— Aim of the task —
Copy out every line of the records that contains the word "instance".

Outline records
▬▬▬▬▬▬▬▬▬▬
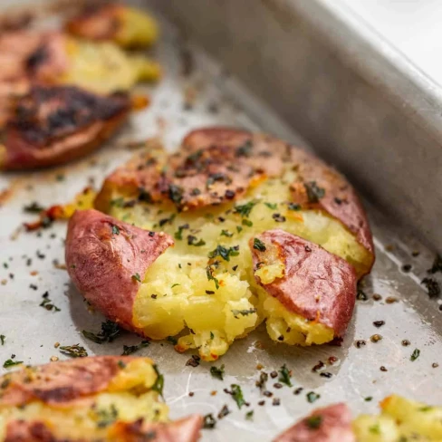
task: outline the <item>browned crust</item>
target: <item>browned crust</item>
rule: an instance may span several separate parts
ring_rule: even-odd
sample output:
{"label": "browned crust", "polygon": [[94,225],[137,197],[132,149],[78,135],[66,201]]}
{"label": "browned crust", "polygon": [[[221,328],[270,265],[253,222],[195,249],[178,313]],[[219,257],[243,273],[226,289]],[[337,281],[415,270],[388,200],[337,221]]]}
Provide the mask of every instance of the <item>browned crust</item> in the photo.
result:
{"label": "browned crust", "polygon": [[93,5],[66,22],[68,33],[90,40],[113,40],[121,28],[123,6],[116,3]]}
{"label": "browned crust", "polygon": [[97,210],[77,211],[69,220],[66,265],[73,283],[92,305],[122,327],[143,334],[132,325],[140,281],[173,244],[162,232],[142,230]]}
{"label": "browned crust", "polygon": [[81,158],[129,116],[125,94],[97,95],[73,86],[34,86],[6,124],[5,169],[34,168]]}
{"label": "browned crust", "polygon": [[149,423],[138,420],[131,424],[119,422],[115,430],[118,440],[125,442],[197,442],[200,437],[203,418],[191,415],[171,423]]}
{"label": "browned crust", "polygon": [[[255,238],[265,246],[254,247]],[[284,275],[273,283],[257,283],[280,301],[287,310],[332,328],[341,337],[353,312],[356,299],[356,272],[344,259],[310,241],[283,230],[267,230],[251,238],[254,270],[282,261]]]}
{"label": "browned crust", "polygon": [[351,413],[345,404],[318,408],[276,437],[274,442],[356,442]]}
{"label": "browned crust", "polygon": [[137,358],[95,356],[40,365],[7,373],[0,378],[0,409],[39,400],[51,406],[105,391],[121,370]]}
{"label": "browned crust", "polygon": [[[117,422],[106,440],[113,442],[197,442],[203,418],[191,415],[168,423]],[[61,438],[43,422],[14,420],[6,428],[5,442],[87,442],[86,438]],[[102,440],[102,439],[100,439]],[[104,442],[104,441],[103,441]]]}
{"label": "browned crust", "polygon": [[[291,186],[293,201],[341,221],[371,255],[372,264],[371,233],[351,186],[314,156],[268,135],[216,127],[194,130],[177,153],[159,160],[141,154],[115,170],[105,180],[96,207],[109,210],[116,188],[134,197],[143,189],[152,202],[169,199],[184,210],[216,206],[240,198],[261,179],[280,176],[284,164],[293,164],[299,175]],[[309,198],[312,186],[323,195]]]}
▬▬▬▬▬▬▬▬▬▬
— Answer to this exercise —
rule: an instance may span several separate parts
Provide the mask of every instance of the <item>browned crust</item> in the photo.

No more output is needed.